> **Requirement**: Please reproduce, exactly and with nothing else, every line from the one containing "trousers in the image." through the last line of the records below.

> **The data**:
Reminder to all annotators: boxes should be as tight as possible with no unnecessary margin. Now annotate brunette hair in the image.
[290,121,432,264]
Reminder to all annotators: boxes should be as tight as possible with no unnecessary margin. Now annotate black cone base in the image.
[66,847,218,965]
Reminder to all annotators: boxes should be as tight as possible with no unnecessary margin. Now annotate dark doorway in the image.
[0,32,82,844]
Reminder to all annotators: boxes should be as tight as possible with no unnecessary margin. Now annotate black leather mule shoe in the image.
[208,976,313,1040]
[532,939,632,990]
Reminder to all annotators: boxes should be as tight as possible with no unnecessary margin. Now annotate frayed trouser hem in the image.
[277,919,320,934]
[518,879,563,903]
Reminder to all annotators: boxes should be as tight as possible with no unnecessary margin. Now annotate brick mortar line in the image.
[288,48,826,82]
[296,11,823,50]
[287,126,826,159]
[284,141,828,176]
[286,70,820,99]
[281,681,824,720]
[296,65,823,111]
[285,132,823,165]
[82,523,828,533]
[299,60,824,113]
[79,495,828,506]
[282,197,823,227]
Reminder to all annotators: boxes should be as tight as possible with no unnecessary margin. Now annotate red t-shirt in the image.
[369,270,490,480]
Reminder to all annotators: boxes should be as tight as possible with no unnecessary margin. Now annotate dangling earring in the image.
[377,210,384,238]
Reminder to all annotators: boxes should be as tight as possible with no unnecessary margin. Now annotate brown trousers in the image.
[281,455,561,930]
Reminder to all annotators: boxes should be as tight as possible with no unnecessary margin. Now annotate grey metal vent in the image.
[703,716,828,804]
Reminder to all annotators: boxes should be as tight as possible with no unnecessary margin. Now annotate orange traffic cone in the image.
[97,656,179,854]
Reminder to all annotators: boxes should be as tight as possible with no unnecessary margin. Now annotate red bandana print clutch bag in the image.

> **Result for this task**:
Reminder to all annotators: boxes should be as tight as possible with no unnecessary margin. Now annotate brown trousers in the image.
[281,455,561,930]
Reminder to all annotators: boxes should be as tight as possible with no unnecessary margin. Now annotate grey metal vent in the image.
[703,716,828,804]
Reminder to all annotators: boxes should be as tight as possible with no unnecessary margin. Now annotate orange traffic cone in the image.
[97,656,179,854]
Reminder to all annotators: boxes should be as tight as possible with no unnecessary margin. Now annotate red bandana print clutch bag in the image.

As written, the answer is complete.